Exercise description =>
Reproduce the rows from the beginning up to and including the line with "xmin=0 ymin=126 xmax=223 ymax=141", changing every "aerial photo" to "drone image" and leaving all else unchanged.

Source records =>
□ □ □ □ □

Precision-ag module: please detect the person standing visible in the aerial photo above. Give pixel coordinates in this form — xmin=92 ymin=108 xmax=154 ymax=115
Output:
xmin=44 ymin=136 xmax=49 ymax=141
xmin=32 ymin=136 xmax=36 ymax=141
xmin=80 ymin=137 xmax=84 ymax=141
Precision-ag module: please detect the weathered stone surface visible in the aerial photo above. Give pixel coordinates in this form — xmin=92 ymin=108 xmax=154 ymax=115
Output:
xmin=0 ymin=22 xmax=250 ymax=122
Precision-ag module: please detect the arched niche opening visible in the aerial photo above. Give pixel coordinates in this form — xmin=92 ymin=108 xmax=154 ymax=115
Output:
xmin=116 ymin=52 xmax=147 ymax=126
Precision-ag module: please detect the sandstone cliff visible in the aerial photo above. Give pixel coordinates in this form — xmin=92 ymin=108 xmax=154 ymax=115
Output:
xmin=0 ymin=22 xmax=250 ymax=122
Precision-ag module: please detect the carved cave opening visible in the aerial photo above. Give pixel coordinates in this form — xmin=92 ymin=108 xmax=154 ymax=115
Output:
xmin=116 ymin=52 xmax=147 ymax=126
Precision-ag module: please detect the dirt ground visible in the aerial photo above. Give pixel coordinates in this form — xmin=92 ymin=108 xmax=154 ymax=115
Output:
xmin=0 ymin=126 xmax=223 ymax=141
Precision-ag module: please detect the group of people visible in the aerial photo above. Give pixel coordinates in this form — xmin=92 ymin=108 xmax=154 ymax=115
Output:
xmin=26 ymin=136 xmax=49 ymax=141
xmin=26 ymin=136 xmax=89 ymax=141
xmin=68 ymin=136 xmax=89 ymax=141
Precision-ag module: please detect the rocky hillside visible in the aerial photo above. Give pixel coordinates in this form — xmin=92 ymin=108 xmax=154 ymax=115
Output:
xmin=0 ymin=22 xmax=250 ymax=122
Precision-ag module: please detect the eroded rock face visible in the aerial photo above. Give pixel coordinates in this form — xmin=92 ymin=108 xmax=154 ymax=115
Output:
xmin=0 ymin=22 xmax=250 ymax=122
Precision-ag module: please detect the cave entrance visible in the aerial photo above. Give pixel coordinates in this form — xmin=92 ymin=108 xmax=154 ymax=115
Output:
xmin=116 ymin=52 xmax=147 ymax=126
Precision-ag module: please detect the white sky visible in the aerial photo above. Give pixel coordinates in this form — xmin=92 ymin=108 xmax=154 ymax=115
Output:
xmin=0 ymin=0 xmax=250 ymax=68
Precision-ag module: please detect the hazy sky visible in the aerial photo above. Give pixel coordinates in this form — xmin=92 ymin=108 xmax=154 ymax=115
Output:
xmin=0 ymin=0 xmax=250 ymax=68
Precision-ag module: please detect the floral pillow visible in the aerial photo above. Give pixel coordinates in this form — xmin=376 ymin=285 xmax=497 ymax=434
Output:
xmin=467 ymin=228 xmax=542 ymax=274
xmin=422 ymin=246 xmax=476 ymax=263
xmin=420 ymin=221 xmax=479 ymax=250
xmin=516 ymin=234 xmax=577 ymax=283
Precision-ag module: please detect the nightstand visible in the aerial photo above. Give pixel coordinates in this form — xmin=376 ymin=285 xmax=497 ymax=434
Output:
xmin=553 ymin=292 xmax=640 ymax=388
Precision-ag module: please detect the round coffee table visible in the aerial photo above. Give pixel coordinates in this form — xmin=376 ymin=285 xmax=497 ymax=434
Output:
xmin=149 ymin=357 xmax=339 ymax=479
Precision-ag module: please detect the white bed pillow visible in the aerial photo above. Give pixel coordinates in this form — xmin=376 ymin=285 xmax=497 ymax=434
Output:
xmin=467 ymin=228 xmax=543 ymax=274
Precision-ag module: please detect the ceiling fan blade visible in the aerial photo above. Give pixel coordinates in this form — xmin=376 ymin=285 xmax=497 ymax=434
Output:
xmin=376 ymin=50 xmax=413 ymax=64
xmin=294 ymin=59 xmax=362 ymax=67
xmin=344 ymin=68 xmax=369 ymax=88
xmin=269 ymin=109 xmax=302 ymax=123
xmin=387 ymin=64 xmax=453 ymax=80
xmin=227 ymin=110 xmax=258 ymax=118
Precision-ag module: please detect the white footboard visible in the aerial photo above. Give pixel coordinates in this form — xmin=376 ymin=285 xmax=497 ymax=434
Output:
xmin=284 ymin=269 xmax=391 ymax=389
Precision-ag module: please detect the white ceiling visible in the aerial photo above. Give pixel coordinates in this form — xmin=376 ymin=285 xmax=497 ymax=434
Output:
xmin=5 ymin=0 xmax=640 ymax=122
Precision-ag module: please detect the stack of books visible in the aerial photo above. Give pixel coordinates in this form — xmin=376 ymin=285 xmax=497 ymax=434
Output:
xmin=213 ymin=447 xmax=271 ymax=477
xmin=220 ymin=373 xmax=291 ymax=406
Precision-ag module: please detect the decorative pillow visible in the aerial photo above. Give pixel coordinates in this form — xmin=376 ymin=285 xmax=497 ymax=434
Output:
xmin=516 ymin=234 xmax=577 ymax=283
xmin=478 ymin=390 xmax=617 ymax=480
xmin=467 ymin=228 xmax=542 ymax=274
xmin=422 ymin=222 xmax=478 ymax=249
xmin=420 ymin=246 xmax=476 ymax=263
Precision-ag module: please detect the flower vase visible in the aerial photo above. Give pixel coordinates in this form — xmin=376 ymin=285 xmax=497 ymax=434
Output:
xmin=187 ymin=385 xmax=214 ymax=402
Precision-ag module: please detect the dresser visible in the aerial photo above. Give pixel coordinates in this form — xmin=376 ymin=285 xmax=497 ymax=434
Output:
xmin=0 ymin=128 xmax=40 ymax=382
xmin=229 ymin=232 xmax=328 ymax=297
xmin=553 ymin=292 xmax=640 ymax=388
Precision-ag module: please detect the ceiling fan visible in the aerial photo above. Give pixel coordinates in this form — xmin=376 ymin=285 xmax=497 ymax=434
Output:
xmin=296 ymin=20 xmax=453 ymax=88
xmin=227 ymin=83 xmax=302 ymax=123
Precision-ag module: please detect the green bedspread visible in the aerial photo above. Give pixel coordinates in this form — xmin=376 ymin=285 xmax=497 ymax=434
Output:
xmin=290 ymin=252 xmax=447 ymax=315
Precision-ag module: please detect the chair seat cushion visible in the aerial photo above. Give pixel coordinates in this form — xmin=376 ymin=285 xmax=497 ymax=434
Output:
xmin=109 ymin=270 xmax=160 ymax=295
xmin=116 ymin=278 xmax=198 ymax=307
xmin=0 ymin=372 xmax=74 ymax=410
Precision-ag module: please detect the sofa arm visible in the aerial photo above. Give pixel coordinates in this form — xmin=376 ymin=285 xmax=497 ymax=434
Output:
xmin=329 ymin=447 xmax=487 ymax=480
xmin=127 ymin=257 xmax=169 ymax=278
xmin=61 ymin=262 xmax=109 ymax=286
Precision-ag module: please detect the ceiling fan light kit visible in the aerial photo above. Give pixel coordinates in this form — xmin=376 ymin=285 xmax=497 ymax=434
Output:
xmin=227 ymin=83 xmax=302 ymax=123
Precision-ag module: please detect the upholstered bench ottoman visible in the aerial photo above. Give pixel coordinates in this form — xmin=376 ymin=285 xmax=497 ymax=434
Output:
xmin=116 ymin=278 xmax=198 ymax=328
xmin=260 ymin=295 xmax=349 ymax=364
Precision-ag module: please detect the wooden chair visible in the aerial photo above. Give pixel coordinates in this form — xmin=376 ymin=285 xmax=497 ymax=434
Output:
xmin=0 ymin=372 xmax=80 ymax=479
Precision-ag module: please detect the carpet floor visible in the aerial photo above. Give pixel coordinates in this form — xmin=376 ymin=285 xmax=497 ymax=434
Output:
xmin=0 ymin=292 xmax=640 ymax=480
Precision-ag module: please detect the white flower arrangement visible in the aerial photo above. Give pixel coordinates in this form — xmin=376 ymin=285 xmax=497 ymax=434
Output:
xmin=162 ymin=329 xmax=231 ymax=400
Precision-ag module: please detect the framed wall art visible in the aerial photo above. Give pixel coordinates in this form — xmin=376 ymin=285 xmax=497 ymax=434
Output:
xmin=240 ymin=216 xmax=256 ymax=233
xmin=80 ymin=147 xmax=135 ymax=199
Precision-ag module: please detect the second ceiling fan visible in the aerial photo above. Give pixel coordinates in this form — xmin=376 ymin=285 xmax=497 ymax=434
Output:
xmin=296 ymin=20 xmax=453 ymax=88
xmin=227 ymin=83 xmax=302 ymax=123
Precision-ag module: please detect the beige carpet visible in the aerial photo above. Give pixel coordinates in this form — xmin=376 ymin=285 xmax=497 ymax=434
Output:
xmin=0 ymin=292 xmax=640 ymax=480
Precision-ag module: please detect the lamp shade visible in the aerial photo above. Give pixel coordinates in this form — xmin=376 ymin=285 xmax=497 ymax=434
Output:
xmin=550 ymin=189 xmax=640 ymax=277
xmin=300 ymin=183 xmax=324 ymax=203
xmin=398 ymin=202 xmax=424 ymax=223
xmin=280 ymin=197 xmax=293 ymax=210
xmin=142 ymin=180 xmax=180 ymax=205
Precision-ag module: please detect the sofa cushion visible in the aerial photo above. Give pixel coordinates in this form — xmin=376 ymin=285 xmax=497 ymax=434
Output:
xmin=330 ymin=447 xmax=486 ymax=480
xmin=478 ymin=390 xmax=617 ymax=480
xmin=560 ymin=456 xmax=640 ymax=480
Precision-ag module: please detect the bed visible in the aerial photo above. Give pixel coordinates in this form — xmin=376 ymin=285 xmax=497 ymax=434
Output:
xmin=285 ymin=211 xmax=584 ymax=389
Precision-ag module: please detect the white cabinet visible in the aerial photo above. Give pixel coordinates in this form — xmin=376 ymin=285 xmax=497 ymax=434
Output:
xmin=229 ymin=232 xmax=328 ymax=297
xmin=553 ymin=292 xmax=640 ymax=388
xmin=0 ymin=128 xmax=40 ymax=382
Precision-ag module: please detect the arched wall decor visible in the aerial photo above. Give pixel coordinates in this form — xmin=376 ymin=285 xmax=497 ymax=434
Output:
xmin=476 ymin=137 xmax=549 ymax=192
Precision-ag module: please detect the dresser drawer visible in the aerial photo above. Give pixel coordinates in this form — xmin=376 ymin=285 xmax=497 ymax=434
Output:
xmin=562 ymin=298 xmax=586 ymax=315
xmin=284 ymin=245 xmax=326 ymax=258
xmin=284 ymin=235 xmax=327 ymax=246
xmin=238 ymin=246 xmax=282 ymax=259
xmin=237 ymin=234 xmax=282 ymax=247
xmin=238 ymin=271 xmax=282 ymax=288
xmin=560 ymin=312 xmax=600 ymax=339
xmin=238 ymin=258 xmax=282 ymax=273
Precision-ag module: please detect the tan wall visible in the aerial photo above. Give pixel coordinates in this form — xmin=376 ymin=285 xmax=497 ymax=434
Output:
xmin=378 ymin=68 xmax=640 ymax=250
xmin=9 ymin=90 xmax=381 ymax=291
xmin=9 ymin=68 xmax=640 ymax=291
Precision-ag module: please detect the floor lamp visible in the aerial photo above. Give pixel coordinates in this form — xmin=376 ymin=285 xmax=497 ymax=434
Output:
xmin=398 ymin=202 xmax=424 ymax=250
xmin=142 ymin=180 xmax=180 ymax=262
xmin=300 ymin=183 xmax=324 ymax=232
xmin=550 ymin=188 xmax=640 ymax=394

□ □ □ □ □

Written response =>
Precision-ag module: please detect the person standing visible in the drone image above. Give pixel coordinates in this form — xmin=92 ymin=108 xmax=154 ymax=115
Output:
xmin=44 ymin=136 xmax=49 ymax=141
xmin=32 ymin=136 xmax=36 ymax=141
xmin=80 ymin=137 xmax=84 ymax=141
Precision-ag module: please detect the weathered stone surface visible in the drone image above. Give pixel coordinates in this form — xmin=92 ymin=108 xmax=154 ymax=115
Output:
xmin=0 ymin=22 xmax=250 ymax=122
Precision-ag module: please detect the arched niche opening visible in the drone image above. Give pixel coordinates in this form — xmin=92 ymin=108 xmax=154 ymax=115
Output:
xmin=116 ymin=52 xmax=147 ymax=126
Precision-ag module: please detect the sandstone cliff visible in the drone image above. Give pixel coordinates in this form — xmin=92 ymin=108 xmax=154 ymax=115
Output:
xmin=0 ymin=22 xmax=250 ymax=122
Precision-ag module: please detect the carved cave opening visible in the drone image above. Give pixel coordinates in this form — xmin=92 ymin=108 xmax=154 ymax=115
Output:
xmin=116 ymin=52 xmax=147 ymax=126
Precision-ag module: please detect the dirt ground visible in the drone image above. Give pixel coordinates in this form — xmin=92 ymin=108 xmax=154 ymax=115
Output:
xmin=0 ymin=126 xmax=223 ymax=141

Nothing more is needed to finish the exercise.